● **PROBLEM TO WORK ON**
Edit the data starting at its first line and ending at the line that contains "97 80 L 114", changing "hillside" to "slope" and leaving everything else as it is. Return only those lines, with the pictures left out.
-- START EXERCISE INPUT --
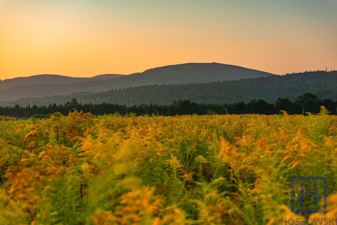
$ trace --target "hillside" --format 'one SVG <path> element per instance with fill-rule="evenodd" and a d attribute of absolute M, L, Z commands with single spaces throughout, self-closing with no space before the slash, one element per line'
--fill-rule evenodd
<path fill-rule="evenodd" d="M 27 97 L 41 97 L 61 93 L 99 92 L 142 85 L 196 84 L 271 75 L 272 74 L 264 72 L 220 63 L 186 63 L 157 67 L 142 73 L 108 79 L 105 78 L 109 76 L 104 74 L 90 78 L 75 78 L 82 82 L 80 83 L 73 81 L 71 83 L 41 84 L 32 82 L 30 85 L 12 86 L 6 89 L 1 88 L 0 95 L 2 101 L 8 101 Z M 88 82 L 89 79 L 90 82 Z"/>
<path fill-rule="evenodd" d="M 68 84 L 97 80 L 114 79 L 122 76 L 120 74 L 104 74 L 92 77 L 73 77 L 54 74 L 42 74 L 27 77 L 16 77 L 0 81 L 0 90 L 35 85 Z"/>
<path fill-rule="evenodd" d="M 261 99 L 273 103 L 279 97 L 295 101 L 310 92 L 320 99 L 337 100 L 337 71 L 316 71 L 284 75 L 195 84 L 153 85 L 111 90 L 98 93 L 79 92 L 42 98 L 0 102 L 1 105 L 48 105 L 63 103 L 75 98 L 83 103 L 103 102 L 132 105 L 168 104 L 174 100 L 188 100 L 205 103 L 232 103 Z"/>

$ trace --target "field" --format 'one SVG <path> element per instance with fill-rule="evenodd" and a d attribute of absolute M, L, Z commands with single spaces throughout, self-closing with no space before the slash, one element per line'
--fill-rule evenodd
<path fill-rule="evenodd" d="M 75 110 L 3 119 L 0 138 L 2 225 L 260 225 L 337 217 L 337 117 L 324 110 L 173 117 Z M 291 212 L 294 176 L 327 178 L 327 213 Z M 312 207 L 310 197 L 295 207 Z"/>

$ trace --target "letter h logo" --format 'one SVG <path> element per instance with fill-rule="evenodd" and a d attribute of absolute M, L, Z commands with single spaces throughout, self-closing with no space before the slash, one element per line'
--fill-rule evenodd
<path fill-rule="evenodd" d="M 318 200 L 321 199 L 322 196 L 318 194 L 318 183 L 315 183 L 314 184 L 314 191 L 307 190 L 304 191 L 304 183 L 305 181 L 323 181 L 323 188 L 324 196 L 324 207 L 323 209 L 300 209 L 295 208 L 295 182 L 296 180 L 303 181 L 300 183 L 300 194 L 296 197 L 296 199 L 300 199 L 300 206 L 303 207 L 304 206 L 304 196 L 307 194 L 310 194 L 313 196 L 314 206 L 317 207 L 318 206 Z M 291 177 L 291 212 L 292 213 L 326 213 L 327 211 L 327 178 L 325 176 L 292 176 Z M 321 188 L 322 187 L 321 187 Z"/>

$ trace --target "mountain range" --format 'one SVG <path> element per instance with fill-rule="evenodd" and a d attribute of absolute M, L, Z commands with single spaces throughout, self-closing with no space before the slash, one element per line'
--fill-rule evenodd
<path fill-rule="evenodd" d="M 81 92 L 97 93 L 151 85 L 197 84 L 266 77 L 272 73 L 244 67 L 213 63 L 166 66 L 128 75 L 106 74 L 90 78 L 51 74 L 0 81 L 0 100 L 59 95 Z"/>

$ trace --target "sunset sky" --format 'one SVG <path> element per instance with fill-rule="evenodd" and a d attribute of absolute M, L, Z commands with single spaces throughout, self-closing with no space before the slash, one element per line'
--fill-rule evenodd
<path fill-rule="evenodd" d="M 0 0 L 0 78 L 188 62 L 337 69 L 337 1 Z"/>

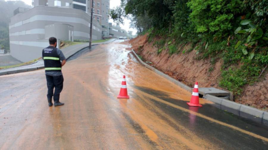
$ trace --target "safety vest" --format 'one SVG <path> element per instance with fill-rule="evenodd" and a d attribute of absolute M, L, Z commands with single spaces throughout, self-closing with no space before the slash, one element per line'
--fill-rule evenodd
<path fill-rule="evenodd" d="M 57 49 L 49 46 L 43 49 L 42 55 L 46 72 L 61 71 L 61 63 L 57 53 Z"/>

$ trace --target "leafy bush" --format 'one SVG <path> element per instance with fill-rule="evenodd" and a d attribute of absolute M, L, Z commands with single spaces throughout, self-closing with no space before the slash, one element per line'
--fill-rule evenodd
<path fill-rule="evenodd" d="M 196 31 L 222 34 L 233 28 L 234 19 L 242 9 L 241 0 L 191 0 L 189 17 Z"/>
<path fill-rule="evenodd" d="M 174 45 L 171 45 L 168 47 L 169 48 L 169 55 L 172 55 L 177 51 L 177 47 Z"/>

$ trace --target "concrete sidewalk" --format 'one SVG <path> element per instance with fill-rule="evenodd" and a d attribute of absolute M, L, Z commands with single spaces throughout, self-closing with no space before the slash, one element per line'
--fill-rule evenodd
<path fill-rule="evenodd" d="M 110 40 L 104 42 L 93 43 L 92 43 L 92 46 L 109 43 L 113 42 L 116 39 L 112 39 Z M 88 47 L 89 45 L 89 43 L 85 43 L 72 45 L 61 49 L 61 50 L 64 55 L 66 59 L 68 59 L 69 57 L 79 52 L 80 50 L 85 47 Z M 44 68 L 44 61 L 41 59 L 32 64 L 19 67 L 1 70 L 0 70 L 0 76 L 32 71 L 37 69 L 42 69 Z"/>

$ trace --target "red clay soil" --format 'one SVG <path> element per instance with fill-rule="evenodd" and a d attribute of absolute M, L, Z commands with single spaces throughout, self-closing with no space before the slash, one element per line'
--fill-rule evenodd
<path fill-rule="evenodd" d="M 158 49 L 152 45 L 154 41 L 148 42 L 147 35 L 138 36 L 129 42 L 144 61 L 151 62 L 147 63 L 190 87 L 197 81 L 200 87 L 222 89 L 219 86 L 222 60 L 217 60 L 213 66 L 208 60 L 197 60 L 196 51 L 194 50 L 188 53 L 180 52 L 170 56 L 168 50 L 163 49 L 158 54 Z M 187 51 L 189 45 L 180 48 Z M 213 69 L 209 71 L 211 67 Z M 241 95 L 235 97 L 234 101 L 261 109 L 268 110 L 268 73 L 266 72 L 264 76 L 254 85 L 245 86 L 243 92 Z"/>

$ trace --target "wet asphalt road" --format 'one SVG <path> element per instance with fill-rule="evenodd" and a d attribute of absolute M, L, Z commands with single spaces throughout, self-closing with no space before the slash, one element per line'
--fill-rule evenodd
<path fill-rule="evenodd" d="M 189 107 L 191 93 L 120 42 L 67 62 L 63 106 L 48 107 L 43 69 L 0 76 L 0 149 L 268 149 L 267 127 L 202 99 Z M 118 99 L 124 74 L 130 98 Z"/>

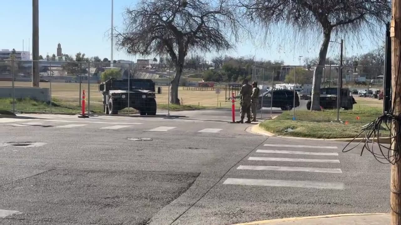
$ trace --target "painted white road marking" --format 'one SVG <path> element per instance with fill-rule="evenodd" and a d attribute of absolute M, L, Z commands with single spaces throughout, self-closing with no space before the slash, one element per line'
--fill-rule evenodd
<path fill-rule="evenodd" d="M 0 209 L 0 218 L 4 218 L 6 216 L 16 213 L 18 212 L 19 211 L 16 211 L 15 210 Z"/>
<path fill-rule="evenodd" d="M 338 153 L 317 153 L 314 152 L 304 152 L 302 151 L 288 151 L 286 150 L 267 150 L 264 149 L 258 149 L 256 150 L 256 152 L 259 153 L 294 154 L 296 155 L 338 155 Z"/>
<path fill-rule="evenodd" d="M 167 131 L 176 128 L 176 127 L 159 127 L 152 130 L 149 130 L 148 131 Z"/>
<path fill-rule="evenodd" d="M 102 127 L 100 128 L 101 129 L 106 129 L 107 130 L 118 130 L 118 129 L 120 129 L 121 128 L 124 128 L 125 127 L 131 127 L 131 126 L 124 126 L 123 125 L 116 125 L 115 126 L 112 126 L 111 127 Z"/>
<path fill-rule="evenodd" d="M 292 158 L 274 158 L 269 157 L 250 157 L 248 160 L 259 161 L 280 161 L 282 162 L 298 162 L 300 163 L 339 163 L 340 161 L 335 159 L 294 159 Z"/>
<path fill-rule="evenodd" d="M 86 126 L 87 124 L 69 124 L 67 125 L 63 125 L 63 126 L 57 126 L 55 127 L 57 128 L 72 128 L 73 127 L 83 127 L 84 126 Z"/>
-- END EXERCISE INPUT --
● **SOLUTION BELOW**
$ trace --target "slope" --format 'one SVG <path> element per instance with fill-rule="evenodd" and a d attribute of absolute M, L, Z commands with single spaces throughout, self-closing with no space before the slash, one element per line'
--fill-rule evenodd
<path fill-rule="evenodd" d="M 27 97 L 41 97 L 61 93 L 99 92 L 142 85 L 196 84 L 271 75 L 272 74 L 264 72 L 220 63 L 186 63 L 157 67 L 142 73 L 108 79 L 105 78 L 109 76 L 104 74 L 90 78 L 75 78 L 82 82 L 80 83 L 73 81 L 71 83 L 41 84 L 32 82 L 30 85 L 12 86 L 6 89 L 1 88 L 0 95 L 2 101 L 8 101 Z M 88 82 L 89 79 L 90 82 Z"/>
<path fill-rule="evenodd" d="M 68 84 L 97 80 L 114 79 L 122 76 L 120 74 L 104 74 L 92 77 L 73 77 L 54 74 L 42 74 L 27 77 L 16 77 L 0 81 L 0 90 L 35 85 Z"/>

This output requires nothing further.